#### WORK TO BE COMPLETED:
A line belongs in the answer if it contains "after"; copy every such line from the entries below.

####################

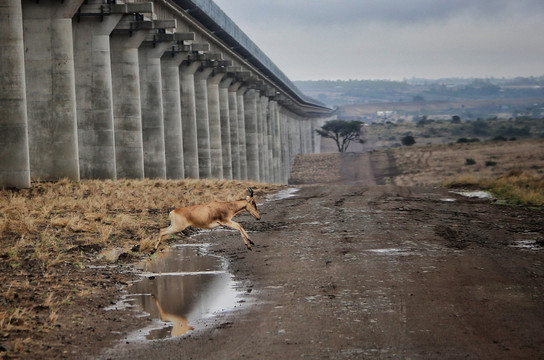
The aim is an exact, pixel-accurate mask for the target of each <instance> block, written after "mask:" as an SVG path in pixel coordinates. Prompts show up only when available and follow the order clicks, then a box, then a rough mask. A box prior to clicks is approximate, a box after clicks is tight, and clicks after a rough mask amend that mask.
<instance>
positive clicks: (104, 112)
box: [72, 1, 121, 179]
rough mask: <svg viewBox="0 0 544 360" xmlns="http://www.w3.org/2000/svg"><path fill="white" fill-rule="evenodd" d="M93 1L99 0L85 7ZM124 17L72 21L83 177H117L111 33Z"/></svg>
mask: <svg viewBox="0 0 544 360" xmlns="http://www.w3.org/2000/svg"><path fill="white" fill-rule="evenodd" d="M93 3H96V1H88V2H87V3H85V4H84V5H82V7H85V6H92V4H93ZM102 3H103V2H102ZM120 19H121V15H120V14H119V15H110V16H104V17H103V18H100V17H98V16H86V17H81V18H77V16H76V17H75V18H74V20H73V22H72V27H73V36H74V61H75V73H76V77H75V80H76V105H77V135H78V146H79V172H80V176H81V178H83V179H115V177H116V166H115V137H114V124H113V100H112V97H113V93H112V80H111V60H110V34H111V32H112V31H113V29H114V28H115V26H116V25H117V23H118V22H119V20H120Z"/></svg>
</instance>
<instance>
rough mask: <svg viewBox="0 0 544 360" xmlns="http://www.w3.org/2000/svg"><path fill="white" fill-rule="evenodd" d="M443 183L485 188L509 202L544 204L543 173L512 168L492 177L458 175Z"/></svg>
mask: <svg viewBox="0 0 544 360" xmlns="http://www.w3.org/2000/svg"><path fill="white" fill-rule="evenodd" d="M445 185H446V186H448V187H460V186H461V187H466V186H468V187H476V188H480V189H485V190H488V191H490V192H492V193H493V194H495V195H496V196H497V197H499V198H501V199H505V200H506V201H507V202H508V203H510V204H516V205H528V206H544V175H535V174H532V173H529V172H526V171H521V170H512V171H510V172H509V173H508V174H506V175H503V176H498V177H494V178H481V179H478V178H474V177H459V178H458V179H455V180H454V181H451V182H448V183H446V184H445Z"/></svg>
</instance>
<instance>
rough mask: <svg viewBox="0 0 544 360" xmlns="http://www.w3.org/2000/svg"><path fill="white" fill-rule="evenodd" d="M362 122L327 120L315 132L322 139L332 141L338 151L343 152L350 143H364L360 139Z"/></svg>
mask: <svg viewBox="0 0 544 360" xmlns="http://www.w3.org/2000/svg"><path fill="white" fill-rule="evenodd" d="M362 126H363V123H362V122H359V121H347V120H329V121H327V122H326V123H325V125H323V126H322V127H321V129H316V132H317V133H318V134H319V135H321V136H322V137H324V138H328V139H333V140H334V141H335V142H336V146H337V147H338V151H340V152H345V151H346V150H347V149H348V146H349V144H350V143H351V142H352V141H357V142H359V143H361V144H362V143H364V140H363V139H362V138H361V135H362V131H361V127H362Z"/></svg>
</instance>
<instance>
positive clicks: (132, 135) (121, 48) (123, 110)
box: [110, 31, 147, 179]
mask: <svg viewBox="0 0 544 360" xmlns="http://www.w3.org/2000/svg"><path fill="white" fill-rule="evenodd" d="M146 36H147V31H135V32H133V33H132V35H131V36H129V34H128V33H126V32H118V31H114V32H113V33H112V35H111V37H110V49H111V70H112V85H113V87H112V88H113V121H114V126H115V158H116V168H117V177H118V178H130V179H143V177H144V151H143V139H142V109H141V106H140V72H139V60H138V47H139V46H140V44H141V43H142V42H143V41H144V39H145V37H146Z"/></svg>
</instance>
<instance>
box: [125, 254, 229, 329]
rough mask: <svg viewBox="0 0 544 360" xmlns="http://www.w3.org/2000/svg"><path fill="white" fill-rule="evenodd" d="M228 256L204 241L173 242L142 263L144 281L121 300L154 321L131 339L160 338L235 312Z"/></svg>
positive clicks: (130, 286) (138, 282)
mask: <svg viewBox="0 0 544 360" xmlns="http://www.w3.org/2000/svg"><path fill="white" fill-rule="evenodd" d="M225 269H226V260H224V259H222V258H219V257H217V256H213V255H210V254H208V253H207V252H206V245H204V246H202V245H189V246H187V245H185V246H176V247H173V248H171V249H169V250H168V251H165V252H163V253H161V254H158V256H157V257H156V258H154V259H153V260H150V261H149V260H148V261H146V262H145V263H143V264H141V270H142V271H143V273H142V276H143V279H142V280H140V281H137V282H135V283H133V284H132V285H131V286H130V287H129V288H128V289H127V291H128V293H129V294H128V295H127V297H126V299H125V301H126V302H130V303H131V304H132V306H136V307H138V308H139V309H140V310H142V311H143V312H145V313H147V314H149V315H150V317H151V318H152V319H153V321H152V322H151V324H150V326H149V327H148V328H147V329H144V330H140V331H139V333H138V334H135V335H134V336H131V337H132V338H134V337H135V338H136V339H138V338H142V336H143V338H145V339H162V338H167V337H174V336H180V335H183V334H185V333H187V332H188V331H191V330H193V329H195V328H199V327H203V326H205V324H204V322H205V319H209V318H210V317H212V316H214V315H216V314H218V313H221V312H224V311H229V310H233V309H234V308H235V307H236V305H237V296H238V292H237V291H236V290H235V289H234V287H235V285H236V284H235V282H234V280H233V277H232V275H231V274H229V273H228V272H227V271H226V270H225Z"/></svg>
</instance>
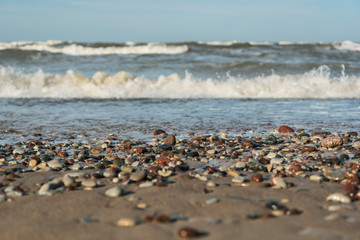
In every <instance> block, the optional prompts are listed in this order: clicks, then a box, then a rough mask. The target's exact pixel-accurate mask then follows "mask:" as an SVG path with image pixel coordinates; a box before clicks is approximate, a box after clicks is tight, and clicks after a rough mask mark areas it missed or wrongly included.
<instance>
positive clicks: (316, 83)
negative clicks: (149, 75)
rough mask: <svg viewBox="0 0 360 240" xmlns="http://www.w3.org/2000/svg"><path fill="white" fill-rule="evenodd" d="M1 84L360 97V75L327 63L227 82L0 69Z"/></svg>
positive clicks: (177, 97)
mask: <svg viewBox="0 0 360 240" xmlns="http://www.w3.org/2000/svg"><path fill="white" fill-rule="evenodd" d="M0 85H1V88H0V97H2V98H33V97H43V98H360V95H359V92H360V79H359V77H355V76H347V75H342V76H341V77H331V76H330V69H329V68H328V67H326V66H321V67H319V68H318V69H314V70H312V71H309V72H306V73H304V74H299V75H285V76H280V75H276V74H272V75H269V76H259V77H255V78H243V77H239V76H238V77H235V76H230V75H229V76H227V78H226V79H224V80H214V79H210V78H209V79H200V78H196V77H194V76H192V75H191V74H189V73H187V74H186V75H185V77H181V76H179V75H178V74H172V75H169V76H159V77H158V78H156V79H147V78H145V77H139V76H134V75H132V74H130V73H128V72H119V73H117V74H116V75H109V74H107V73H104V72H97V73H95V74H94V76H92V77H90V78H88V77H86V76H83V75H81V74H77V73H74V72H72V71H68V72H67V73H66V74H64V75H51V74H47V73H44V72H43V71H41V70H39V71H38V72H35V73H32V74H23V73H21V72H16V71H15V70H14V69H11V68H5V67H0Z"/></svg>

####################

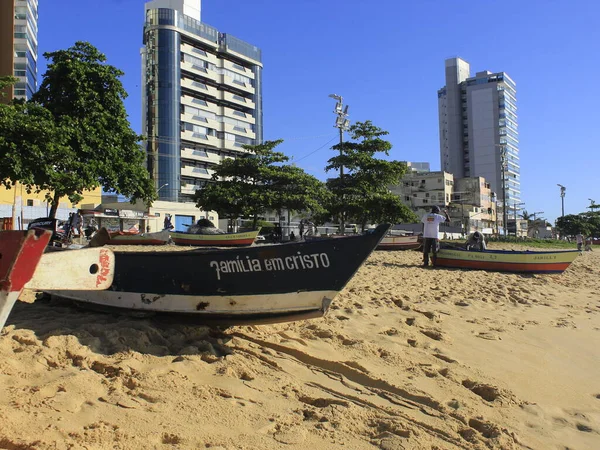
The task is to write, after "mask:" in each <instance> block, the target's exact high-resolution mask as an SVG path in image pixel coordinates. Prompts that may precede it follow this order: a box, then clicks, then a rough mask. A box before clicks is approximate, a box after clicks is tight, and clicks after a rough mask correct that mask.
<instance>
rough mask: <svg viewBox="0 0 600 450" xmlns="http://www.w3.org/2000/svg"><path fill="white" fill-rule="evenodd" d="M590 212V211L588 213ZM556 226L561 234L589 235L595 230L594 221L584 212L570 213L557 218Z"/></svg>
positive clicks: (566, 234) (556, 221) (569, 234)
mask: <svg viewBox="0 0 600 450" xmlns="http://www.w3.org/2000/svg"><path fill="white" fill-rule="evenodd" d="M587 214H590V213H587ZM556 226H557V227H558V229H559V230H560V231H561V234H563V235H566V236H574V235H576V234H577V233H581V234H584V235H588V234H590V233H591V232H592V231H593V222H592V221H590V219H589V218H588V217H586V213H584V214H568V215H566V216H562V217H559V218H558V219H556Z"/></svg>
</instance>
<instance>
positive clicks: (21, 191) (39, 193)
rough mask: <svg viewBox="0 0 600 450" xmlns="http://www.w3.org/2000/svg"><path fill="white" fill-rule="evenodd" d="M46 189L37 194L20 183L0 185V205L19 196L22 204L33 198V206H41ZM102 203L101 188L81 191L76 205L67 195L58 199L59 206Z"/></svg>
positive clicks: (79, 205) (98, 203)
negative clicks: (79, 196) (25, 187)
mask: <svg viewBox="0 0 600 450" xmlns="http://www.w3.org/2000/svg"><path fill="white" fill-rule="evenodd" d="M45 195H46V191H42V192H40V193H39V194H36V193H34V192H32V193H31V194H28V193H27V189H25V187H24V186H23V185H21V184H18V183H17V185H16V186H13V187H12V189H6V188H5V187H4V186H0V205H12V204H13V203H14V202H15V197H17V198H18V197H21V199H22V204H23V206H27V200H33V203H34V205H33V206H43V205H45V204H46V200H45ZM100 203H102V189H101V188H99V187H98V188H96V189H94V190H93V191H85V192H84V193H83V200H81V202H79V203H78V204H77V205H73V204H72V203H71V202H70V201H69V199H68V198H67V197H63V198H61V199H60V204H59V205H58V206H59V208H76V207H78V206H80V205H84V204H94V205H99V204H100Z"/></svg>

####################

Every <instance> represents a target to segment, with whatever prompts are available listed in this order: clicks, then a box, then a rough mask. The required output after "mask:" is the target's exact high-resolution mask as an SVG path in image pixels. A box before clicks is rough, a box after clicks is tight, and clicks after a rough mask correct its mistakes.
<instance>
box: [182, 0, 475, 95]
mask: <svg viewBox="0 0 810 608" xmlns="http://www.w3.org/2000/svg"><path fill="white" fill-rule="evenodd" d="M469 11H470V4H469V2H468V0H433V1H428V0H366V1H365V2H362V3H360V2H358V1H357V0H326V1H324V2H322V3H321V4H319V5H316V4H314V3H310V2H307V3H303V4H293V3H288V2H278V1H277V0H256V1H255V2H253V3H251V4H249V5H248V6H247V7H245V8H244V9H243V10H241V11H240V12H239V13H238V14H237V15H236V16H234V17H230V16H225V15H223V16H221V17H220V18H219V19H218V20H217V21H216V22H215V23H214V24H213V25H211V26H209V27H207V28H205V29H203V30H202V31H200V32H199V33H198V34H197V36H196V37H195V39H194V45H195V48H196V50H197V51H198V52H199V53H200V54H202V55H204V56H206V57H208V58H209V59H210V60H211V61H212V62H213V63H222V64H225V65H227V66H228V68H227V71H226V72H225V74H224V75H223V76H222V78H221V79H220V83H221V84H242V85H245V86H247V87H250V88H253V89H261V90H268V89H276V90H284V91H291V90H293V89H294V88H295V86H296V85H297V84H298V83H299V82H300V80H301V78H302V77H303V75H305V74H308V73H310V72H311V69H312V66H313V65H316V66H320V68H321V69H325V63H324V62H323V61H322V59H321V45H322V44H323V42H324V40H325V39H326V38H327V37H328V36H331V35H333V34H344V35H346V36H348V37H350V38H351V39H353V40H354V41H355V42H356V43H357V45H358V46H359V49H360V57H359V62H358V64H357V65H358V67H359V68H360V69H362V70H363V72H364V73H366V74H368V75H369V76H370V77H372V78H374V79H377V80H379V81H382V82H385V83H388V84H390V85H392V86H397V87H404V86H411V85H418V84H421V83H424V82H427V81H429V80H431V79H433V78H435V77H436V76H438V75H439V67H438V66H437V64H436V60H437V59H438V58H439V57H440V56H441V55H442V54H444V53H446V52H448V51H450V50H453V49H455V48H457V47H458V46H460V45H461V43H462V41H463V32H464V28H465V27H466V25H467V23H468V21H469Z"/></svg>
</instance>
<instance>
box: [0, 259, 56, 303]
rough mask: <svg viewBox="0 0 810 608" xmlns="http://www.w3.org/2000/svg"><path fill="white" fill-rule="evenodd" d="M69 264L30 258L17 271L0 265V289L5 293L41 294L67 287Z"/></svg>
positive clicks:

####################

#### SOLUTION TO THIS EXERCISE:
The aim is an exact, pixel-accurate mask for the target of each <instance> block, written after "mask:" as an SVG path in pixel coordinates. Prompts show up only when available and follow the order clicks, then a box, then a rough mask. A box prior to clicks is approximate, a box after clicks is tight, and clicks after a rough mask amend that mask.
In every <instance> block, the optional prompts are listed in this order: clicks, then a box, then a rough mask. The target's exact pixel-accurate mask then follows "mask:" as an SVG path with image pixel coordinates; a box before clicks is approximate, a box after clicks is tight, and clicks after a rough mask mark areas it missed or wrongly included.
The task is to write, after "mask:" in each <instance> block, the target's exact high-resolution mask as an SVG path in image pixel coordinates. Prompts that may precede it follow this order: a box, then clicks, then a rough mask. A box before clicks is approximate, a box after clicks is tight, and clicks after a rough mask correct that mask.
Every <instance> represents a target to segment, with whatever prompts are available listed in this order: clicks, then a box, then a rough mask. The required output after "mask:" is the target's exact high-resolution mask as an SVG path in image pixels. A box before clicks is rough, a box after clicks is tight, and clicks after a rough mask correct its mistakes.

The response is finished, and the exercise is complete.